[Region labeling entries]
########

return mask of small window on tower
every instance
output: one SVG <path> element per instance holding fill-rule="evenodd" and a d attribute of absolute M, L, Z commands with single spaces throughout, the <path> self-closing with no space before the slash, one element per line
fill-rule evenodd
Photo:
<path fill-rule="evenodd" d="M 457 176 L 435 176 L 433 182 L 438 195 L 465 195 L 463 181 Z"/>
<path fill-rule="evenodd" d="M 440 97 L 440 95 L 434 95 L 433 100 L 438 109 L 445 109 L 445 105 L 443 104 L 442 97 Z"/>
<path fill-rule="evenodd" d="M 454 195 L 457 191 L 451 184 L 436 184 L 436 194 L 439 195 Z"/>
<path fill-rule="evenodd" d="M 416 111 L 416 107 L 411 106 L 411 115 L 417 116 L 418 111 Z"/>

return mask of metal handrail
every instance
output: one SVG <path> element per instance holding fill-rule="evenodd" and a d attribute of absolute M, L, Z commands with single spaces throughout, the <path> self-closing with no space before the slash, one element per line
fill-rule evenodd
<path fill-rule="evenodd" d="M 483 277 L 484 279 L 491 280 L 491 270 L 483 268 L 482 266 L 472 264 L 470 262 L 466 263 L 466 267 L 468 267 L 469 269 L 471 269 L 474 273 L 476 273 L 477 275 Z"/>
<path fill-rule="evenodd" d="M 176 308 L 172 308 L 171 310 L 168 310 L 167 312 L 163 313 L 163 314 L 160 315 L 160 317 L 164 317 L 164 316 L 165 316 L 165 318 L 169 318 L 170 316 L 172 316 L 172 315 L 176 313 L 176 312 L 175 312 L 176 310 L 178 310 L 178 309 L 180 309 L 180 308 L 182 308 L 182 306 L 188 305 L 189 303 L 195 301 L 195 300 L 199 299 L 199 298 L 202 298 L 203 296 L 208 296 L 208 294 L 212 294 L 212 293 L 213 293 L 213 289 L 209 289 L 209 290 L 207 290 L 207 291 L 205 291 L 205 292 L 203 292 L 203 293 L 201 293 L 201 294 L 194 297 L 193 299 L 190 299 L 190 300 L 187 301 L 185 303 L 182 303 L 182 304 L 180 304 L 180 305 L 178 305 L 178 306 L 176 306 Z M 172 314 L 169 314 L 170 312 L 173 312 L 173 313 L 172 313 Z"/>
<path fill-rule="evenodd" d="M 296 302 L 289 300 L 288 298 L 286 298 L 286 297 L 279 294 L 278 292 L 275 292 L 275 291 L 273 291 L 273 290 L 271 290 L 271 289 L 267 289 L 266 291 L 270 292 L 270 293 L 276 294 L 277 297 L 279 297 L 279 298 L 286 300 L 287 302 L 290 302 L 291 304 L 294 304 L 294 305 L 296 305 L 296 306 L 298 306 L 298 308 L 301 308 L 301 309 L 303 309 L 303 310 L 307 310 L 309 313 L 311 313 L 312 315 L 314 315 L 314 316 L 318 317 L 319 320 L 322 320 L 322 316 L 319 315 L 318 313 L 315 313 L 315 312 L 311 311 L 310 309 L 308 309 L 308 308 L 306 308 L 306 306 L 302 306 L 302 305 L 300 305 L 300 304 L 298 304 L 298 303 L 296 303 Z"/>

########

What you will do
Turn every line of the material above into a numbered list, skipping any blank lines.

Reply to the exercise
1. return mask of small window on tower
2. every instance
3. output: one SVG <path> element per instance holding fill-rule="evenodd" and a d attribute of absolute M, L, Z commands with single spaces throughout, the <path> self-closing with no space before the slash, one element per line
4. fill-rule evenodd
5. Photo:
6. <path fill-rule="evenodd" d="M 457 176 L 435 176 L 433 182 L 438 195 L 465 195 L 463 181 Z"/>
7. <path fill-rule="evenodd" d="M 440 97 L 440 95 L 434 95 L 433 100 L 438 109 L 445 109 L 445 105 L 443 104 L 442 97 Z"/>
8. <path fill-rule="evenodd" d="M 454 195 L 457 191 L 451 184 L 436 184 L 436 194 L 439 195 Z"/>
9. <path fill-rule="evenodd" d="M 416 111 L 416 107 L 411 106 L 411 115 L 417 116 L 418 111 Z"/>
10. return mask of metal handrail
11. every instance
12. output: one SVG <path> element per instance holding fill-rule="evenodd" and a d attribute of absolute M, L, Z commands with single spaces throughout, the <path> self-closing with no space before the slash, one element per line
13. fill-rule evenodd
14. <path fill-rule="evenodd" d="M 483 277 L 484 279 L 491 280 L 491 270 L 483 268 L 482 266 L 472 264 L 470 262 L 466 263 L 466 267 L 468 267 L 469 269 L 471 269 L 474 273 L 476 273 L 477 275 Z"/>
15. <path fill-rule="evenodd" d="M 176 308 L 172 308 L 171 310 L 168 310 L 167 312 L 163 313 L 163 314 L 160 315 L 160 317 L 164 317 L 164 316 L 165 316 L 165 318 L 169 318 L 170 316 L 172 316 L 172 315 L 176 313 L 176 312 L 175 312 L 176 310 L 178 310 L 178 309 L 180 309 L 180 308 L 182 308 L 182 306 L 188 305 L 189 303 L 195 301 L 195 300 L 199 299 L 199 298 L 202 298 L 203 296 L 208 296 L 208 294 L 212 294 L 212 293 L 213 293 L 213 289 L 209 289 L 209 290 L 207 290 L 207 291 L 205 291 L 205 292 L 203 292 L 203 293 L 201 293 L 201 294 L 194 297 L 193 299 L 190 299 L 190 300 L 187 301 L 185 303 L 182 303 L 182 304 L 180 304 L 180 305 L 178 305 L 178 306 L 176 306 Z M 172 314 L 169 314 L 170 312 L 173 312 L 173 313 L 172 313 Z"/>
16. <path fill-rule="evenodd" d="M 296 302 L 289 300 L 288 298 L 286 298 L 286 297 L 279 294 L 278 292 L 275 292 L 275 291 L 273 291 L 273 290 L 271 290 L 271 289 L 267 289 L 266 291 L 270 292 L 270 293 L 276 294 L 277 297 L 279 297 L 279 298 L 286 300 L 287 302 L 290 302 L 291 304 L 294 304 L 294 305 L 296 305 L 296 306 L 298 306 L 298 308 L 301 308 L 301 309 L 303 309 L 303 310 L 307 310 L 309 313 L 311 313 L 312 315 L 314 315 L 314 316 L 318 317 L 319 320 L 322 320 L 322 316 L 319 315 L 318 313 L 315 313 L 315 312 L 311 311 L 310 309 L 308 309 L 308 308 L 306 308 L 306 306 L 302 306 L 302 305 L 300 305 L 300 304 L 298 304 L 298 303 L 296 303 Z"/>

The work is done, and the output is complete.